#### PROMPT A:
What sustained engine speed does the engine passage below say the new engine allows?
#### PROMPT B:
Please continue the engine passage below, starting after its last sentence.

#### TEXT SHOWN:
Skip who turns a good phrase said it best "Pain in the early phase of development is better than pain in the end." Explaining further, he said "When I’m at an event, I want people to come up and shake my hand, not give me a blast for some problem in their engine."

Let’s get some of the juicy pertinent facts out of the way which will give an overview of more detailed information about to come. The engine weighs in at 165 lbs. which is heavier than previous models but you will soon understand where the excess weight is coming from….out and out quality.

The bore is 3 ¾" a hefty increase over the Evo’s 3 ½" while the stroke decreases to 4" from the Evo 4 ¼". This is good news. The lower stroke means more reliability through slower piston speed and allowing for the potential of slightly higher revs. Big bore doesn’t affect reliability but allows for more cubic inches. Sort of a reverse stroker with the same horsepower increases. This combines to allow a sustained engine speed of 5500 rpm, which is higher than any stock Harley that has gone before. Compression is also increased for more oomph up to between 8.8 and 9.0 to one. Previous engines go as low as 7.5 to 1 and as high as 8.5 to 1. So we got ourselves a fast machine here but as I have already stated; it is going to be the most reliable engine ever used by the Factory.

88 cubes translate into 1450cc.

Horsepower is in the low sixties hovering around 62 H.P.at the rear wheel. Not much, you say! False and exaggerated claims by the horsepower brokers trying to sell their superduper drag pipes etc. make real horsepower figures seem tame but consider this. Your stock Evo probably has around 45 ponies at the rear wheel. Let’s see now. An extra 17 ponies where it counts where the tire contacts the asphalt is about a 33% real increase.

#### COLLECTED DATA:

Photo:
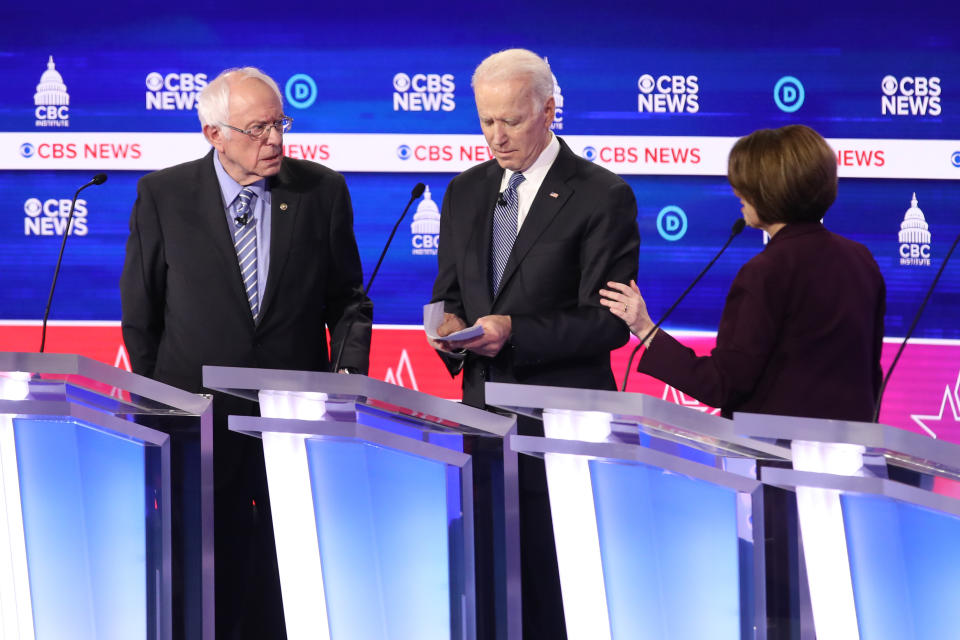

#### EXERCISE ANSWER A:
5500 rpm

#### EXERCISE ANSWER B:
Torque is 86 ft. lbs. For the FLHT models while 82 ft. lbs. For the Dyna. Why the difference? The Bagger mufflers are bigger and can handle more volume. The ability to breathe more is the first principle of hi-performance. Comparative figures for the Evo FLHT are78 ft.lbs. at 100rpm more. Of greater importance, the torque curve has been repositioned into the lower rpm area producing more useable power where you want it. Transient torque is addressed off the line in order not to be soft so the rider is going to feel power sooner than with previous models. The heads even have an AR or anti-reversion, (tork or torque valves), step built into the exhaust port to create more low-end power. Neat stuff, man!

Hey! Check this out. Single fire ignition on all Fatheads.

The carburetors are basically the same but with jetting to accommodate the extra cubes while the fuel injection systems have bigger injectors. Both systems have spark maps instead of the on/off advance/retard curves of an ignition, (brain), control module. The old brain ain’t so smart no more.

What else to tease you with?

Well, as it name denotes, there are two cams connected by a "silent" cam chain, the pushrods are straighter, the barrels are shorter, covers are non-load bearing unlike every other Harley engine, ignition timing is operated also by a timing chain and the oil pump, Sportster style, is inside the engine where you can’t see it.

There are NO too tight whining or too loose clattering timing gears. These are big changes with many more described in detail below.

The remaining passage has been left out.